— START Records for this task —
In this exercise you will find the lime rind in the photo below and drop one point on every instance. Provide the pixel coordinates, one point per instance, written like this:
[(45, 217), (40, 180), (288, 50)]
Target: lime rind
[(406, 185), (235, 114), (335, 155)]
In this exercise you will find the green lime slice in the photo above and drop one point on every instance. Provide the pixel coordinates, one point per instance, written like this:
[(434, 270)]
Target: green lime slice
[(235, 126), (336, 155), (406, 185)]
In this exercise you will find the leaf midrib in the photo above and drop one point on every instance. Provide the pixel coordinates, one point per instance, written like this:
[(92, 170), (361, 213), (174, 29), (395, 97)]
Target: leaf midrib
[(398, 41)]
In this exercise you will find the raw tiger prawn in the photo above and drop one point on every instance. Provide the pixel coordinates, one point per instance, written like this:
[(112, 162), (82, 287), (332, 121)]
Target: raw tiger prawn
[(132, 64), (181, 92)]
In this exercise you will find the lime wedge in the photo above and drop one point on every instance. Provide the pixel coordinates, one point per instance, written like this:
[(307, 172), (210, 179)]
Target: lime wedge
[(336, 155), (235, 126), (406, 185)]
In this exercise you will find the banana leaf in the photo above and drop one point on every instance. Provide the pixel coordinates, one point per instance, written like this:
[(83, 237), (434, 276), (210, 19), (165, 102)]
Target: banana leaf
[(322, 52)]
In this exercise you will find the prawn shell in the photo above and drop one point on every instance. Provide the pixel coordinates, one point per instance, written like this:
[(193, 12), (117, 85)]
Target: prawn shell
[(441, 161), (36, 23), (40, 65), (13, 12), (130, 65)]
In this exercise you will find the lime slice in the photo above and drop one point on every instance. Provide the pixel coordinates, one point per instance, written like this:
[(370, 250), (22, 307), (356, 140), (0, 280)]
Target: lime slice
— END Records for this task —
- _Direction_: Starting at the line that contains "In this exercise you will find the lime slice" and ending at the end of the records, write those lines out again, swapping "lime slice" for "lemon slice" and changing nothing else.

- _Reply to the task_:
In this exercise you will find the lemon slice in the photo above and drop one point on every instance. Provide the pixel coordinates, one point per instance, written like this:
[(370, 250), (22, 307), (356, 140), (0, 280)]
Target: lemon slice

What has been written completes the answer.